» Dokument:
Ameisen unter einem Stein

Das Paar selbst plant auch nicht, für immer dort zu bleiben: In fünf Jahren wollen sie weitersehen. Auch seine Freizeit kann Marc auf Belval verbringen. Er ist Mitglied einer Band, die fast nebenan probt. Als Hobby-Videograf bekommt er in den ansässigen Geschäften das nötige Zubehör. Dazu gebe es das Kino und die neue Bibliothek und die Rockhal. Jede Woche finden mehrere Konzerte statt. Auch auf dem großen Parkplatz „Square Mile“ werde am Wochenende öfters etwas geboten.

Seiner Meinung nach sind bereits mehr Leute auf Belval unterwegs, als es noch vor ein paar Jahren der Fall war – wenn auch immer noch nicht genug. Viele Geschäftslokale stünden auch nach wie vor leer. Obwohl es ein Uni-Viertel sei, fehle es an dem dazu passenden Nachtleben. „Am Tag sehe ich einige Studenten. Nachts eher weniger.“ Viele kämen von außerhalb und wohnten nicht in Uni-Nähe. Generell sei in den Cafés und Bars nach 1.00 Uhr Schluss. Die Lehrkraft führt dies auf die Wohnanlagen zurück, die sich in den oberen Stockwerken befinden.

Bis zu 17.000 Menschen kommen in der Woche nach Belval. Mehr als 200 Unternehmen haben sich inzwischen dort angesiedelt, die insgesamt 8.500 Angestellte beschäftigen. Diese seien hauptsächlich in der Mittagszeit zu sehen. Marc vergleicht sie mit 1.000 Ameisen, die unter einem Stein hervorkommen, wenn dieser angehoben wird. „Dann sind alle Terrassen besetzt und die Restaurants überfüllt.“ Auswahl gebe es schließlich genug: Vom Italiener und Chinesen bis hin zum Japaner sei alles vorhanden. „Komischerweise werden sehr viele Burger angeboten“, lacht er.

» Vorliegende Daten:
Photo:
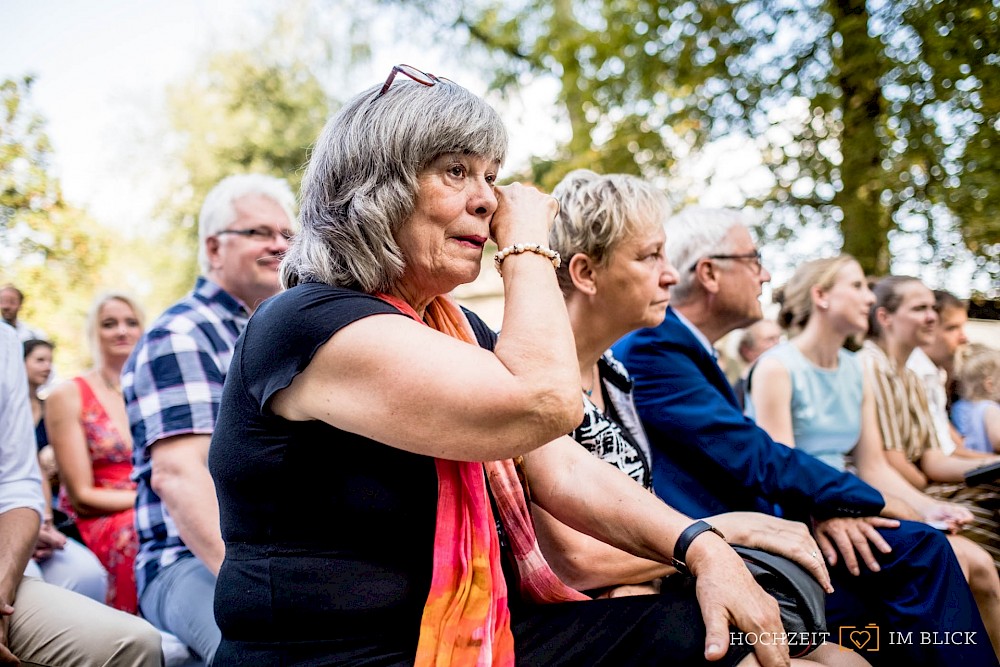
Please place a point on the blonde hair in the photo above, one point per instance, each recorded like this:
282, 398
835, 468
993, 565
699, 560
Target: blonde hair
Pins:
795, 296
974, 365
93, 315
596, 213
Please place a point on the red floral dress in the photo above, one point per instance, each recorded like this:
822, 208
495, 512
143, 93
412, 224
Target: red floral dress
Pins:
111, 537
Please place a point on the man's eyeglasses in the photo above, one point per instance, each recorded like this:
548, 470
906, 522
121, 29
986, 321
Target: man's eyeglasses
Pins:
260, 234
417, 75
755, 260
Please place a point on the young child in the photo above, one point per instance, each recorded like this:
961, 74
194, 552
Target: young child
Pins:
977, 413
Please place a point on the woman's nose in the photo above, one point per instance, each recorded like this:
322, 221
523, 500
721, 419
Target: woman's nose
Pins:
670, 276
484, 200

» Aufgabe:
Schreib aus dem Text über Belval das Stück wortgetreu ab, das mit „Ameisen unter einem“ anfängt und mit „öfters etwas geboten.“ aufhört.

» Ergebnis:
Ameisen unter einem Stein

Das Paar selbst plant auch nicht, für immer dort zu bleiben: In fünf Jahren wollen sie weitersehen. Auch seine Freizeit kann Marc auf Belval verbringen. Er ist Mitglied einer Band, die fast nebenan probt. Als Hobby-Videograf bekommt er in den ansässigen Geschäften das nötige Zubehör. Dazu gebe es das Kino und die neue Bibliothek und die Rockhal. Jede Woche finden mehrere Konzerte statt. Auch auf dem großen Parkplatz „Square Mile“ werde am Wochenende öfters etwas geboten.